**Task brief**
The answer must consist of every record below, reproduced exactly.

====

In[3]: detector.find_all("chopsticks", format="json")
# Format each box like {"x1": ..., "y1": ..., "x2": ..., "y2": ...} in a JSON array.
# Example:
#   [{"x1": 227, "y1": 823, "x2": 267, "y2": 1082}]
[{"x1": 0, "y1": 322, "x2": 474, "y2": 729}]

====

**Result for this exercise**
In[3]: detector.find_all("chopsticks", format="json")
# Format each box like {"x1": ..., "y1": ..., "x2": ..., "y2": ...} in a JSON array.
# Example:
#   [{"x1": 227, "y1": 823, "x2": 267, "y2": 1082}]
[{"x1": 0, "y1": 322, "x2": 474, "y2": 729}]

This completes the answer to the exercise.